Pull out every line of the data that follows containing the word "below", and copy each of those lines in full. Case counts when matching.

begin Supplied records

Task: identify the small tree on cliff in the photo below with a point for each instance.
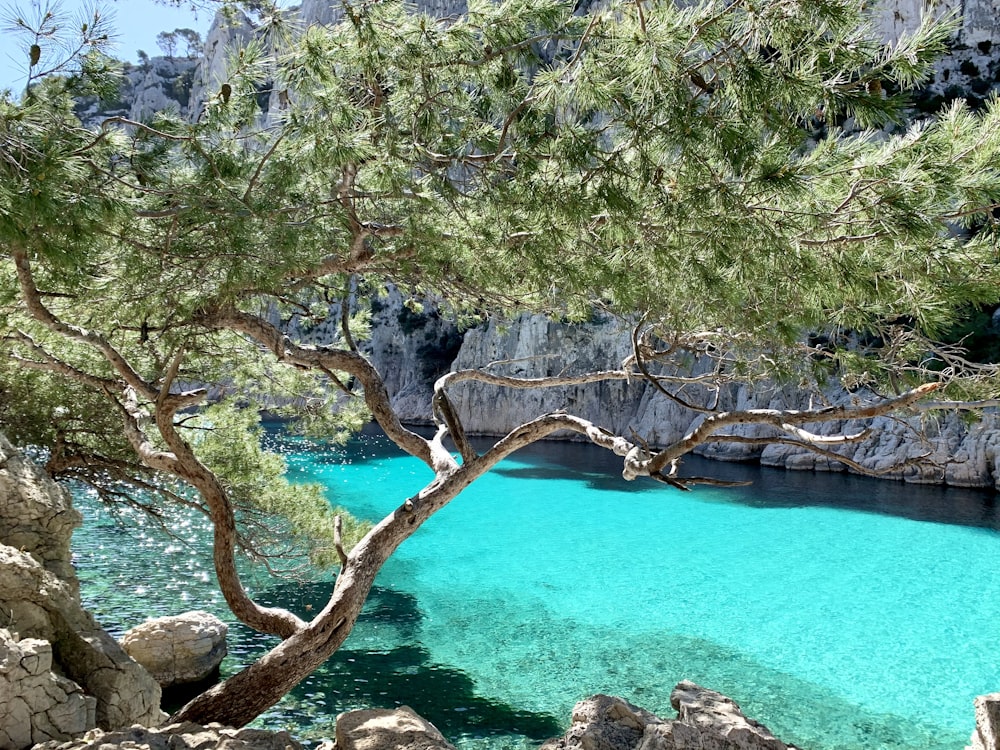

end Supplied records
begin Supplied records

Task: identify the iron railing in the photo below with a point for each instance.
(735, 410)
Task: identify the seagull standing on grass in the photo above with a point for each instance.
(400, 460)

end Supplied records

• **Final result**:
Task: identify the small tree on cliff in the photo below with a point for each instance.
Task: identify the iron railing in the photo below with a point for each instance.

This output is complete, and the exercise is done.